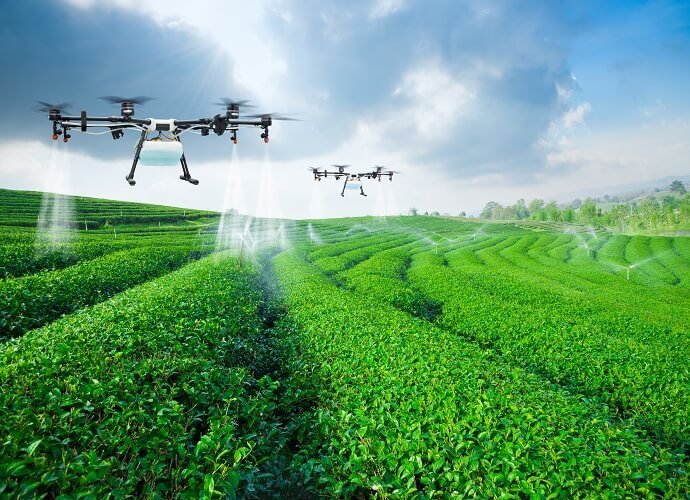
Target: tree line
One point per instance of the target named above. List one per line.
(646, 212)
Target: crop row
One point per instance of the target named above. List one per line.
(143, 395)
(639, 367)
(405, 408)
(32, 301)
(581, 282)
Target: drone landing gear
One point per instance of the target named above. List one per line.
(137, 151)
(185, 172)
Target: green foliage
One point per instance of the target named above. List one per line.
(140, 395)
(408, 409)
(31, 301)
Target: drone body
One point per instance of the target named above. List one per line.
(159, 142)
(352, 180)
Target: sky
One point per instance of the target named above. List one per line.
(471, 101)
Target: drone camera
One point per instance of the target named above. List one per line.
(233, 111)
(127, 109)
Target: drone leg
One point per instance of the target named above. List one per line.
(185, 171)
(140, 144)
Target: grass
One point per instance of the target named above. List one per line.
(411, 356)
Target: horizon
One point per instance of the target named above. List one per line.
(505, 102)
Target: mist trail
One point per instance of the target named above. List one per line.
(231, 227)
(55, 226)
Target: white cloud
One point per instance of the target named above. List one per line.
(237, 28)
(385, 8)
(576, 115)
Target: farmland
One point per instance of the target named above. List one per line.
(397, 357)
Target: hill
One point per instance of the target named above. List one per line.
(392, 357)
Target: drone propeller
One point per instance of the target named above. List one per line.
(275, 116)
(127, 103)
(226, 101)
(46, 107)
(113, 99)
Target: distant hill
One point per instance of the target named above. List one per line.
(23, 208)
(622, 191)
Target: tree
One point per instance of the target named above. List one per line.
(521, 209)
(588, 210)
(678, 187)
(552, 212)
(489, 210)
(568, 215)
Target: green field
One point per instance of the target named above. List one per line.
(396, 357)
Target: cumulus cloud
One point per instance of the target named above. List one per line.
(385, 8)
(576, 115)
(481, 99)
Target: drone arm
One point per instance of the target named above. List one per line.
(140, 144)
(185, 171)
(77, 121)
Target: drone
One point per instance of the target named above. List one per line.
(354, 180)
(159, 142)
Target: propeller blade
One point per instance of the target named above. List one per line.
(276, 116)
(142, 99)
(227, 101)
(45, 107)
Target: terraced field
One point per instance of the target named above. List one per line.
(411, 356)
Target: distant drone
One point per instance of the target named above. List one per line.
(353, 180)
(165, 147)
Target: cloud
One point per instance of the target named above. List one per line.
(385, 8)
(576, 115)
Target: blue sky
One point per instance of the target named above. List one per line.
(473, 101)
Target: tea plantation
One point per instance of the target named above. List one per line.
(398, 357)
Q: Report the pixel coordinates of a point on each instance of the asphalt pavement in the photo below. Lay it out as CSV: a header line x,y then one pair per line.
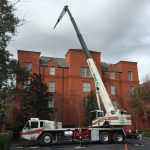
x,y
143,144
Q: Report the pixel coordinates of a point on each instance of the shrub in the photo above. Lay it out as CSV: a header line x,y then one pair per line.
x,y
146,133
5,140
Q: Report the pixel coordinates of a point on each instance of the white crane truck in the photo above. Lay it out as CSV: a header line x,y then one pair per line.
x,y
104,128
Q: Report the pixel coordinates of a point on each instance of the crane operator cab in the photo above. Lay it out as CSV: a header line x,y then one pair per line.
x,y
95,117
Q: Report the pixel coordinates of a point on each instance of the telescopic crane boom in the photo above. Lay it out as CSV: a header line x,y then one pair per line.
x,y
110,110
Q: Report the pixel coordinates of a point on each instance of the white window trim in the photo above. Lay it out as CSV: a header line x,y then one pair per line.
x,y
84,72
113,90
112,75
50,87
52,70
130,75
86,87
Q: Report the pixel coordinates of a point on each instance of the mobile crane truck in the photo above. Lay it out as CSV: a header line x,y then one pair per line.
x,y
104,127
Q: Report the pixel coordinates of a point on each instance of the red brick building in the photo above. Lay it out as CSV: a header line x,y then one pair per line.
x,y
70,81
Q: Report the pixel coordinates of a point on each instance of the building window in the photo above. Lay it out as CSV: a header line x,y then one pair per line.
x,y
34,124
131,89
130,75
86,87
52,86
41,124
52,70
112,75
114,103
27,84
113,90
28,67
85,100
85,72
51,104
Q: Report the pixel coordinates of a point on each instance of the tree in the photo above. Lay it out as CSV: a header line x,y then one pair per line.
x,y
140,101
36,99
9,67
90,105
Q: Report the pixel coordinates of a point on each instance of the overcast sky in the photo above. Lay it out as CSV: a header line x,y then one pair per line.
x,y
119,29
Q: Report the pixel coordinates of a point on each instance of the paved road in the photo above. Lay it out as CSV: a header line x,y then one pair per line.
x,y
130,145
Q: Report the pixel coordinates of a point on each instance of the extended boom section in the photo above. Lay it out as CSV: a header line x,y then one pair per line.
x,y
112,117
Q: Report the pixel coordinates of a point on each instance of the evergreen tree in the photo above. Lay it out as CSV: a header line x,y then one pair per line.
x,y
140,101
9,67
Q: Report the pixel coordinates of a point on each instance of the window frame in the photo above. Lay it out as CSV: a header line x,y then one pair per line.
x,y
52,70
86,85
113,89
28,66
33,122
51,87
130,75
112,75
85,72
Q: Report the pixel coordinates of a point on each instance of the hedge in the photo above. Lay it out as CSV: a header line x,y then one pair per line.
x,y
146,133
5,140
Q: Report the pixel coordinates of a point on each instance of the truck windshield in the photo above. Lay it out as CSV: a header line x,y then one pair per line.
x,y
27,126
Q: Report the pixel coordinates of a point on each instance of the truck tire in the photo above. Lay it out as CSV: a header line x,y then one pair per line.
x,y
105,137
118,138
47,139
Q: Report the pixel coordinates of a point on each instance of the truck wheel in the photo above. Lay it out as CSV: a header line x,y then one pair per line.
x,y
47,139
118,138
105,137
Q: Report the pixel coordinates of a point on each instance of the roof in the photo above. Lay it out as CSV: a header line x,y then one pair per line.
x,y
105,66
61,62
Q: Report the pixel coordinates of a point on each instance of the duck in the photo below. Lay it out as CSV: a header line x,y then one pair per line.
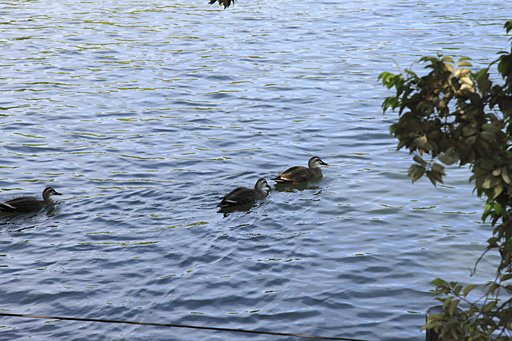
x,y
243,195
298,174
29,204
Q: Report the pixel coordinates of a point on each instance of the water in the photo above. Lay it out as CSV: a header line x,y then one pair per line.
x,y
144,114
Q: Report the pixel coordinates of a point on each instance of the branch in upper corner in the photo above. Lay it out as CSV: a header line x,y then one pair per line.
x,y
224,3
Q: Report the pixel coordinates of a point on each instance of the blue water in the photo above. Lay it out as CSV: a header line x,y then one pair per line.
x,y
144,114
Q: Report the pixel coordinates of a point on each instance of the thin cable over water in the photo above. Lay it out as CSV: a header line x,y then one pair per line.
x,y
176,326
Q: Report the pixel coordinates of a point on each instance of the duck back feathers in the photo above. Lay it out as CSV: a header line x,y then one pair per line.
x,y
243,195
29,204
298,174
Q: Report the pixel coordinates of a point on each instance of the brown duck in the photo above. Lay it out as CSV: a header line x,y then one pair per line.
x,y
28,204
243,195
300,174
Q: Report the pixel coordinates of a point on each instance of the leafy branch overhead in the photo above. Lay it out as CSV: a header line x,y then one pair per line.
x,y
456,116
224,3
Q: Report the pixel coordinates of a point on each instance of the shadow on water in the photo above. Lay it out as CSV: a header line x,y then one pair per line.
x,y
20,221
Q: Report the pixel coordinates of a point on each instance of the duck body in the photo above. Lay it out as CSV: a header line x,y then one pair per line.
x,y
298,174
243,195
29,204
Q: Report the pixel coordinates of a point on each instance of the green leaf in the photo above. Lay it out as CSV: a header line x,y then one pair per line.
x,y
468,289
447,160
419,160
453,306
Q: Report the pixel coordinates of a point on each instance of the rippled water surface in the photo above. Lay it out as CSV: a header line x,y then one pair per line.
x,y
143,114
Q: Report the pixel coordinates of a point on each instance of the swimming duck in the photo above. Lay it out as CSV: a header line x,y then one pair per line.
x,y
29,204
299,174
243,195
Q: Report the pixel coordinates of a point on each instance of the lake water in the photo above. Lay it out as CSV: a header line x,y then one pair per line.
x,y
143,114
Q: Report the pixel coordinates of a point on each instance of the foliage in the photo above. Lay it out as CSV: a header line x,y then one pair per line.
x,y
456,116
224,3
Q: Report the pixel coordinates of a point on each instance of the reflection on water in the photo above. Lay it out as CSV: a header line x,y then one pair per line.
x,y
144,115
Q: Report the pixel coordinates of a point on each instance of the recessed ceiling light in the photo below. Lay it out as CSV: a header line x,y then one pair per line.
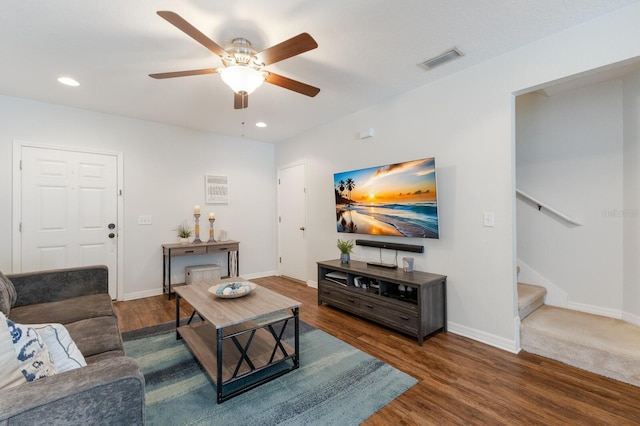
x,y
68,81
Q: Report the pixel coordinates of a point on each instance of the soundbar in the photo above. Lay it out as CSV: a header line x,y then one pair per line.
x,y
391,246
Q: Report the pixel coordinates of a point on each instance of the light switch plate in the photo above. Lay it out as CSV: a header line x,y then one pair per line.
x,y
144,220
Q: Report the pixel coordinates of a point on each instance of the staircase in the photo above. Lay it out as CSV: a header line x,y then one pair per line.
x,y
602,345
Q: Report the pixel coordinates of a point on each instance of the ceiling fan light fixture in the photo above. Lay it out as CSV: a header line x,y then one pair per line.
x,y
242,78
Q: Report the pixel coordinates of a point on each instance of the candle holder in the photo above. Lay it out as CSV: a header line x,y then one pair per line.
x,y
197,216
211,239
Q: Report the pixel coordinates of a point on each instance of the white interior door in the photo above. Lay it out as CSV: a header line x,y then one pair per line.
x,y
292,221
69,210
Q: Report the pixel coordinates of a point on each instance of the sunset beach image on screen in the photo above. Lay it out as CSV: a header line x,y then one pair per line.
x,y
395,199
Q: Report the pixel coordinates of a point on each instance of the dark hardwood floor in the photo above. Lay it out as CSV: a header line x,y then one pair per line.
x,y
460,381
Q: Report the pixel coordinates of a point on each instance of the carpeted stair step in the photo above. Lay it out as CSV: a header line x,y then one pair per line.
x,y
530,298
602,345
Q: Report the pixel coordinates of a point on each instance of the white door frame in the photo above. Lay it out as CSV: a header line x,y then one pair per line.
x,y
280,242
16,241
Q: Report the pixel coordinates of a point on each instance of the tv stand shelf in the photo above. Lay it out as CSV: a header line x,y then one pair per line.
x,y
414,303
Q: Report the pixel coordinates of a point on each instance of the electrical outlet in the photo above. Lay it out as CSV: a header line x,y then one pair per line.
x,y
144,220
488,219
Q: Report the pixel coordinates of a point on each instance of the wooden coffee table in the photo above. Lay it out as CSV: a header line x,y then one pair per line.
x,y
239,342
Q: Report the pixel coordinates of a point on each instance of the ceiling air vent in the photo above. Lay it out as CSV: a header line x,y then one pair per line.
x,y
447,56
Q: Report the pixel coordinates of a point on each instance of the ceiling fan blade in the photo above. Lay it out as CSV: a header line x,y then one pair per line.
x,y
288,48
290,84
240,101
179,22
183,73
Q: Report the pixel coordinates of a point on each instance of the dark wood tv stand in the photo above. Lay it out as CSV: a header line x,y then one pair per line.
x,y
420,310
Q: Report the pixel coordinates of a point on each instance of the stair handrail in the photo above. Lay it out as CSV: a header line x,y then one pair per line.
x,y
541,205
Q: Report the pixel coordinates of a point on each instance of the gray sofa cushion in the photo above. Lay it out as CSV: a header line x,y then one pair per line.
x,y
7,294
64,311
96,335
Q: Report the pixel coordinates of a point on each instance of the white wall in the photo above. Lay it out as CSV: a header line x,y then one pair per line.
x,y
467,122
631,226
164,170
569,148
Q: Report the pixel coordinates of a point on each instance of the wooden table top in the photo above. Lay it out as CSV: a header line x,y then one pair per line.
x,y
222,312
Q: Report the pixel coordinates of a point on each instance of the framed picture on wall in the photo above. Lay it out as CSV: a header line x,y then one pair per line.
x,y
216,189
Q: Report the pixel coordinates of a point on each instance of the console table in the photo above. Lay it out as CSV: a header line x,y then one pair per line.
x,y
414,303
172,250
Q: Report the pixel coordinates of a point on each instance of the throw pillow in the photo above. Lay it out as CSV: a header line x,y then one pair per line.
x,y
8,294
10,374
32,353
65,353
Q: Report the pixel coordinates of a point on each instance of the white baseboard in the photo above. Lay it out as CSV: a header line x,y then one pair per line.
x,y
142,294
596,310
260,275
631,318
482,337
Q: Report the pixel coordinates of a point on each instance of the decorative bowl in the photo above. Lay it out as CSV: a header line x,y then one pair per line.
x,y
232,290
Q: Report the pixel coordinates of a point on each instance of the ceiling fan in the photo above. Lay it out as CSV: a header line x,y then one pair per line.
x,y
243,67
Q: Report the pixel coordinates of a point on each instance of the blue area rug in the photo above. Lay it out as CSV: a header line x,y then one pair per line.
x,y
336,384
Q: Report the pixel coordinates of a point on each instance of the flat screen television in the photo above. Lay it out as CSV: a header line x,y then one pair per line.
x,y
396,199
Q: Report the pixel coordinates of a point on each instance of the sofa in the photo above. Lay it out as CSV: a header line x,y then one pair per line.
x,y
109,389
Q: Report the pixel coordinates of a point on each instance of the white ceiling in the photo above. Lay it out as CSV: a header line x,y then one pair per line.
x,y
368,52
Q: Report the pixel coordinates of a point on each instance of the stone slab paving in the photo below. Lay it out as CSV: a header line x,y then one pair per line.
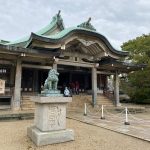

|---|

** Directions **
Could you write out the records again, from the line containing "the blue area" through the end of the records, with "couch" swapped in for "sofa" and nothing else changed? Omit the pictures from your answer.

** Written answer **
Q: Report the pixel coordinates of a point on each instance of the blue area rug in the photo above. Lay it out as CSV: a header line x,y then one pair per line.
x,y
336,384
Q: Report the pixel coordinates of a point on each instance of the flat screen television in the photo above. Lay it out as CSV: a header line x,y then one pair per line.
x,y
396,199
Q: Report the pixel coordinates of a point on each instance of the couch in the photo above. Lay it out as CSV: a header line x,y then one pair per line.
x,y
109,389
Q: Report the pixel coordinates of a point on each instance of the white ceiling in the photo above. Lay it out as CSV: a header line x,y then one pair per line.
x,y
368,52
Q: Report the pixel coordinates of a point on each instance of the stone slab paving in the photo below. Lay it out as CSV: a header line x,y then one pair per line.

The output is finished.